**Task instructions**
A: Transcribe the article on Bobi Wine's political influence from "The so called first" up to and including "bitterly fell out.".
B: Go on with the article on Bobi Wine's political influence, picking up after its final sentence.

Robert Kyagulanyi aka Bobi Wine is the new political kingmaker on the block, going by the rave reviews he has gotten lately.
Over the last couple of months, the Kyadondo East MP, has etched his name on the political echelons given his massive youth following and burgeoning influence.
This image was further enhanced by the victory of Asuman Basalirwa in Bugiri Municipality, in a race that pitted the JEEMA president against FDC’s Eunice Namatende and NRM’s Francis Oketcho.
It has been argued that Bobi Wine’s mobilization skills and his appeal to the youths helped Basalirwa coast to victory after four failed attempts.
Basalirwa has said as much in post election interviews.
There are reports that some candidates in the up coming by-election in Arua Municipality are trying to woo Bobi Wine to support them, calculating that this will increase their appeal within the electorate and brighten their chances of winning.
A number of conclusions have already been drawn from Bobi Wine’s rising political influence.
Given his opposition leanings even though he was elected on an independent ticket, there are people who have said he is on the way to replacing Dr Kizza Besigye, the most influential opposition figure in Uganda in the last 18 years.
Other analysts, like Tamale Mirundi, have argued that Kyagulanyi is the new political messiah, that many people have been waiting for: the so called leader of the “third force” on our political scene.
“Besigye is now finished. Watch Bobi Wine closely. He is going to become the next political kingmaker,” Mirundi said.
The so called first political force is under the command of President Museveni and comprises largely supporters of the NRM and bush war historical who would want to maintain the status-quo. These would do anything to ensure that Museveni retains power.
Majority of these are old people, some of whom have made money using their connections with the government.
The second political force is headed by Museveni’s erstwhile physician and former FDC president, Dr Kizza Besigye.
This force is constituted by people who previously supported NRM and Museveni before they bitterly fell out.
They are nostalgic and are quick to refer to the period between 1986 and 1996, when things were going well, when corruption was under check and when the economy was on the roll.
They believe a change in leadership will translate into a change in the country’s economic and political fortunes.
Bobi Wine, it has been argued, represents the ideals of the “third force” and is its undisputed leader.
This force includes people disillusioned by the toxic politics practiced by adherents to the Museveni and Besigye doctrines.
The politics of “we either win or you lose”.
These people, it has been said, are tired of the “we brought peace” mantra neither are they attracted by the “Ajjakugenda” (He will go) slogan of Besigye and his supporters.
Beyond the slogans, believers of the third force argue that basically, Museveni and Besigye are the same.
That if Besigye replaced Museveni tomorrow, it will be a continuation of a cycle of vengeance and retribution.
The third force comprises youths, many born after the war and who see no relevance in the stories about Uganda’s chaotic past and how a group of rebels rectified it.
These youths are jobless and poor and many have lost trust in conventional politicians who promise to do a lot and deliver nothing.
Suffice to say that Bobi Wine’s growing political influence has taken the NRM and opposition by surprise.
They are scrambling on how to deal with him.
Bobi Wine, the messiah?
The story of Bobi Wine’s political rise has been well manicured.
It is the typical tale of someone rising against the odds to make it big.

Source records:
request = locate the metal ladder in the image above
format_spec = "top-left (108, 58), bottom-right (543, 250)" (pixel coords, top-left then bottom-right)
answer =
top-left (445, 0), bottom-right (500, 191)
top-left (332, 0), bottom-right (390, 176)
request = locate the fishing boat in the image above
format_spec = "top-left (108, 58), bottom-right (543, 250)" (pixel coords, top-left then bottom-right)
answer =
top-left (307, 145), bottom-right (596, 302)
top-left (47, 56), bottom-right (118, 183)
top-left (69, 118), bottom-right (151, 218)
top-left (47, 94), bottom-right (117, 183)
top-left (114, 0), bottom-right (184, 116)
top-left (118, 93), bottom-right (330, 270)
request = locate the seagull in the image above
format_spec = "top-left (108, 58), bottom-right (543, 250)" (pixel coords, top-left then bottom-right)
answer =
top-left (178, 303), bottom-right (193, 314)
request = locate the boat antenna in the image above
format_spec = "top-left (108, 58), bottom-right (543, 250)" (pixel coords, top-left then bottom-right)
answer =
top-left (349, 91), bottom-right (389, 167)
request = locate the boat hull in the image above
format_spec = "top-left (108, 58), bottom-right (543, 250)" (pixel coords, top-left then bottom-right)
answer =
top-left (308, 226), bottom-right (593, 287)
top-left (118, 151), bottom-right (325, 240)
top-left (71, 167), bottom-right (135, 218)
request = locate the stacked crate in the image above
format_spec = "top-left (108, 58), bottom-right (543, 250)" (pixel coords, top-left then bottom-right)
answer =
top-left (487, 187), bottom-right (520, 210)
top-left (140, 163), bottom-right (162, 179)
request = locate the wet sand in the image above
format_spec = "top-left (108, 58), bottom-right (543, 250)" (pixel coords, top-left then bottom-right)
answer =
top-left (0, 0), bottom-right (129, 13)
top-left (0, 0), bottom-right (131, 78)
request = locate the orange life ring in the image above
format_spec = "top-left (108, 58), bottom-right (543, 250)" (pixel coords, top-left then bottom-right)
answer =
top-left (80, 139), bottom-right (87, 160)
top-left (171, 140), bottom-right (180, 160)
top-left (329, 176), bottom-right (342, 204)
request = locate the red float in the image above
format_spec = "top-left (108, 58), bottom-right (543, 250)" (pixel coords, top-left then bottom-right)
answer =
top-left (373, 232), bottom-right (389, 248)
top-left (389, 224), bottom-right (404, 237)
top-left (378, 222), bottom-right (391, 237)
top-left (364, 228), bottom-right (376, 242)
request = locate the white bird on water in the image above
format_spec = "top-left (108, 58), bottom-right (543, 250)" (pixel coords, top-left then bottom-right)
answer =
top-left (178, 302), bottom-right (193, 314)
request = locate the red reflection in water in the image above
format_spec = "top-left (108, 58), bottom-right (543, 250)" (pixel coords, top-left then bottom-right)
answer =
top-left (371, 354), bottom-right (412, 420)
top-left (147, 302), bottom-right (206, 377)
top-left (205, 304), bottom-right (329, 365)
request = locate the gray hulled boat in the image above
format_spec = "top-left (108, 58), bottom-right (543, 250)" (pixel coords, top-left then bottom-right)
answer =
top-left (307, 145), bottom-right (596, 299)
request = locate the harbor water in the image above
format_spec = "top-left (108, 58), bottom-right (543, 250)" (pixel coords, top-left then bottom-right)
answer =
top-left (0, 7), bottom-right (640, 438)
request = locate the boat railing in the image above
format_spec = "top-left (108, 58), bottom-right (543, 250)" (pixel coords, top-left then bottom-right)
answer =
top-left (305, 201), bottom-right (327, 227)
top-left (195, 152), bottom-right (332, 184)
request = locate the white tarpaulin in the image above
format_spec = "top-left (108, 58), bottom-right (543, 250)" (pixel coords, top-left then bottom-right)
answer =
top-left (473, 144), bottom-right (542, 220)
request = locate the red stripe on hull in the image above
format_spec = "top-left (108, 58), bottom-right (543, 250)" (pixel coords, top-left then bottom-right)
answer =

**Expected results**
A:
The so called first political force is under the command of President Museveni and comprises largely supporters of the NRM and bush war historical who would want to maintain the status-quo. These would do anything to ensure that Museveni retains power.
Majority of these are old people, some of whom have made money using their connections with the government.
The second political force is headed by Museveni’s erstwhile physician and former FDC president, Dr Kizza Besigye.
This force is constituted by people who previously supported NRM and Museveni before they bitterly fell out.

B:
From very early on, Bobi Wine clearly mapped out his constituency: the youth, the poor, the down trodden.
That is why he calls himself the “a ghetto president”, a euphemism for a leader of people who have been “forgotten”.
As a musician, Bobi Wine has sought to emphasize that his music was about giving a voice to the voiceless and uplifting the poor.
While his music has been very critical of some of the policies of government, he has also shrewdly tried to maintain the line that he is an “independent” actor.
When he stood for parliament in 2017, his image was carefully crafted by Anne Whitehead, a political consultant.
Off went the dreadlocks and the rough boy image, in came the suave and well-suited politicians with his famous one-liners.
“Our leaders don’t care about the next generation, they care about the next general election,” was one of his famous one-liners in the campaigns.
The Bobi Wine’s wave that is sweeping through the country has raised expectations and there are calls for him to stand for president in 2021. There are reports that even foreign missions have taken special interest in him.
Some say if he won, his victory will mark the perfect “break from the past” politics of the bush war mantra.
On his part, the MP has been non-committal about his future political ambitions, maintaining that he is working to change the fortunes of the people of Uganda.
Yet to become a truly national figure, some people have argued that Bobi Wine will have to refine his political message and project an image that appeals to a broad section of people not only the youth.
“He will have to mature and move beyond slogans and one-liners. He must be able to have a clear message. What exactly does he want to change about the way our politics is organized?” said one analyst.
He will also have to define clearly which political vehicle he will be using because elections have shown (presidential elections) that voters tend to favour those whose political beliefs are clear.
Will he join one of the existing parties or will he form his?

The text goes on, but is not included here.